Source material:
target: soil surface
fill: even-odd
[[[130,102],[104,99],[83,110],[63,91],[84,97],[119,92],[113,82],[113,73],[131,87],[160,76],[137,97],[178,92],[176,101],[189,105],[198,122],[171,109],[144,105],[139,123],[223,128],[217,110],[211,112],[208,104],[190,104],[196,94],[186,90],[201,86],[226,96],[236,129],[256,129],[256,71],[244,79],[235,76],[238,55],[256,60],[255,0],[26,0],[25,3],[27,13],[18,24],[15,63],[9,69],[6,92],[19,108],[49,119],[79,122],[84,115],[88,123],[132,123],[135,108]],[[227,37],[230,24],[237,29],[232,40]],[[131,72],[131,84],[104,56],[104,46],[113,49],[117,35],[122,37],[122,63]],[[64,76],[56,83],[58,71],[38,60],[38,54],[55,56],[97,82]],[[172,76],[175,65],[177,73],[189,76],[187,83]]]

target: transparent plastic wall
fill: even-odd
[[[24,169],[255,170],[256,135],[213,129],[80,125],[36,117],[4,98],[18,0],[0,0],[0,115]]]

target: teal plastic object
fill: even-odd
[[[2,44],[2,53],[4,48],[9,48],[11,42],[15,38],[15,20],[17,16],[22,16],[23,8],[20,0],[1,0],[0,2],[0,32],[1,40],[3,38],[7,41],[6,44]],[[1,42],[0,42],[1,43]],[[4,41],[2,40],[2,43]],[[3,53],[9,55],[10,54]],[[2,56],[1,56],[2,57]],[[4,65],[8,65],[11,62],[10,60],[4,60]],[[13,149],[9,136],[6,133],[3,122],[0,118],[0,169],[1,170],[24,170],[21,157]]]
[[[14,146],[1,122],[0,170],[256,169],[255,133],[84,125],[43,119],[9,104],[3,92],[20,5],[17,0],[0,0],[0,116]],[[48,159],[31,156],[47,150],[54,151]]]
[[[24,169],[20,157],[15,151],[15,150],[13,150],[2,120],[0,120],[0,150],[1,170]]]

==

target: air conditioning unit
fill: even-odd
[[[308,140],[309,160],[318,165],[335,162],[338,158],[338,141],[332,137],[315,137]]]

...

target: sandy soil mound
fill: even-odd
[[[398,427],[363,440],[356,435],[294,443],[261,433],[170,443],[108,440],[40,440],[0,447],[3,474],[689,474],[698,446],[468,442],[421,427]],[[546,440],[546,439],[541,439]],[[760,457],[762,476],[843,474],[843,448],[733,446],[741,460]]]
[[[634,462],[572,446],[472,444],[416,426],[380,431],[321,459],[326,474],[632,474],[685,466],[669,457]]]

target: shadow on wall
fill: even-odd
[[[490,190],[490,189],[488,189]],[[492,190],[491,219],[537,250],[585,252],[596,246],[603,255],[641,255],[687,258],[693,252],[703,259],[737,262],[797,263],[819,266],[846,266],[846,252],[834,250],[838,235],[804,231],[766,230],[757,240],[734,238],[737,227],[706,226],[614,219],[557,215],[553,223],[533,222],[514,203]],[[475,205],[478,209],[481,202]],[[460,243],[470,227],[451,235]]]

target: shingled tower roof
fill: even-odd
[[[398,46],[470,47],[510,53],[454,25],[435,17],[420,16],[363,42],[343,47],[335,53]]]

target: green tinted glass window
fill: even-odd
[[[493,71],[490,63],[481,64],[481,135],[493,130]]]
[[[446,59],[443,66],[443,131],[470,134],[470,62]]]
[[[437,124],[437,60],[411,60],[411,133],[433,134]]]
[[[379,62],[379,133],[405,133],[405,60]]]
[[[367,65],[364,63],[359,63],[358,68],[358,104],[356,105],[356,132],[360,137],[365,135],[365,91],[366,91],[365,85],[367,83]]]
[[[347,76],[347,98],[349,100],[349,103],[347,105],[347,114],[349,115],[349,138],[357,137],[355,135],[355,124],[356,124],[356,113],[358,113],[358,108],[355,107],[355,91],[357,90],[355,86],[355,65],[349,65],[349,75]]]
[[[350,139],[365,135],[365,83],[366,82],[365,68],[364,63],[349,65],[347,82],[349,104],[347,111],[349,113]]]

What the exercise asks: From the listing above, pull out each line that contains the word "wall" and copy those lines out in full.

Final result:
target: transparent plastic wall
target: shadow on wall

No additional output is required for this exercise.